* KUTIPAN DOKUMEN *
# # # # #

Lulus Verifikasi Dewan Pers No.126/DP-Terverifikasi/K/X/2017

Belajar dari Kasus Bentrokan Tanjungbalai
Oleh : Opini
Kamis | 11-08-2016 | 11:02 WIB
tawuran-ilustrasi.jpg Honda-Batam

Ilustrasi bentrokan massa. (Foto: Ist)

Oleh Sudirman Ali

LAGI bentrok antar warga yang diwarnai oleh konflik SARA (Suku, Ras, dan Agama) terjadi. Bentrok kali ini terjadi di Tanjungbalai, Sumatera Utara yang berujung pada pembakaran dan perusakan 2 vihara serta 8 kelenteng.

Aksi tersebut dipicu karena ada seorang wanita yang merasa terganggu dengan pengeras suara di masjid, sehingga muncul berbagai provokasi-provokasi di media sosial. Hal tersebut menyebabkan banyak warga yang geram dan melakukan pembakaran terhadap 10 rumah ibadah pada Sabtu (30/7/2016) dini hari lalu.

# # # # #

* YANG DIMINTA *
(a) Tentukan apakah setiap pernyataan berikut sesuai dengan teks tentang bentrokan Tanjungbalai, lalu jawab ya atau tidak disertai kutipan persis dari teks yang menjadi penentunya: (i) Bentrokan itu berujung pada pembakaran dan perusakan 2 vihara serta 8 kelenteng. (ii) Pembakaran rumah ibadah terjadi pada Minggu siang. (iii) Pemicunya adalah seorang wanita yang merasa terganggu dengan pengeras suara di masjid.
(b) Ringkas teks tentang bentrokan Tanjungbalai dalam dua kalimat.
(c) Lanjutkan teks tentang bentrokan Tanjungbalai, dimulai setelah kalimat terakhirnya.

# # # # #

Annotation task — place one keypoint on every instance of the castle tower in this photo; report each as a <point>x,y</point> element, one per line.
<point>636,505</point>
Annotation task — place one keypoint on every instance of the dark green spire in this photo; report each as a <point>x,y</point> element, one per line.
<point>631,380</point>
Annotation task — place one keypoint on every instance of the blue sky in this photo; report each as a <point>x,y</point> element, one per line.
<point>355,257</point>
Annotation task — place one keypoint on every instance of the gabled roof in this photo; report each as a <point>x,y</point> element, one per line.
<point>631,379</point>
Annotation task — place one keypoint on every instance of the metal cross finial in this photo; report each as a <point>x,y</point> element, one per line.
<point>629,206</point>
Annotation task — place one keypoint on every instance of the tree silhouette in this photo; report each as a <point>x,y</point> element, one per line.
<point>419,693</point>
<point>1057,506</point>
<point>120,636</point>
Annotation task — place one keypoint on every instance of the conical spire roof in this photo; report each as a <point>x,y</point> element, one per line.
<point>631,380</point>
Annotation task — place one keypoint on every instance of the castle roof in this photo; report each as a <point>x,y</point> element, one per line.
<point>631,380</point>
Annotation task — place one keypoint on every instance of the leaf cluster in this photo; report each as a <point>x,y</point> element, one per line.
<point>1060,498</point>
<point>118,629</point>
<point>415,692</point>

# # # # #

* JAWABAN BERURUTAN *
(a)
(i) Ya: "berujung pada pembakaran dan perusakan 2 vihara serta 8 kelenteng"
(ii) Tidak: "pada Sabtu (30/7/2016) dini hari lalu"
(iii) Ya: "seorang wanita yang merasa terganggu dengan pengeras suara di masjid"

(b) Bentrokan antarwarga yang diwarnai konflik SARA terjadi di Tanjungbalai, Sumatera Utara, dan berujung pada pembakaran serta perusakan 2 vihara dan 8 kelenteng. Pemicunya adalah seorang wanita yang merasa terganggu dengan pengeras suara masjid, sehingga muncul provokasi di media sosial yang membuat banyak warga geram dan membakar 10 rumah ibadah pada Sabtu (30/7/2016) dini hari.

(c)
Meskipun tidak ada korban jiwa dalam aksi tersebut, sangat disayangkan apabila hal serupa masih sering terjadi di Indonesia. Dimanakah letak semboyan Bhineka Tunggal Ika? Apabila sedikit perbedaan saja dapat menyebabkan bentrokan. Hal serupa juga pernah terjadi di Papua, yaitu bentrok Tolikara tahun lalu, pemicunya juga sama, yaitu adanya warga yang merasa terganggu dengan pengeras suara yang digunakan untuk acara-acara keagamaan.

Meskipun aturan mengenai pemakaian pengeras suara di masjid-masjid telah diatur oleh Dewan Masjid Indonesia, akan tetapi masih ada saja masjid-masjid yang tidak mematuhi aturan tersebut. Di antaranya penggunaan speaker atau pengeras suara hanya boleh digunakan untuk panggilan adzan saja, apabila hendak digunakan untuk pembacaan ayat suci Al-Qur’an boleh digunakan dengan volume yang tidak terlalu keras dan tidak menggunakan kaset/ rekaman sehingga tidak mengganggu warga sekitar. Akibatnya ada warga yang tidak nyaman dengan hal terebut dan menjadi bibit-bibit konflik.

Menanggapi kejadian tersebut Menteri Sosial, Khofifaah Indar Parawansa menyebut ada pihak yang sengaja memprovokasi warga sehingga berujung pada kerusuhan di Tanjung Balai. Khofifah meminta para tokoh agama, tokoh adat, dan tokoh masyarakat agar mengawal komunitas masing-masing. Dengan begitu percikan-percikan konflik dapat diminimalisir sejak dini.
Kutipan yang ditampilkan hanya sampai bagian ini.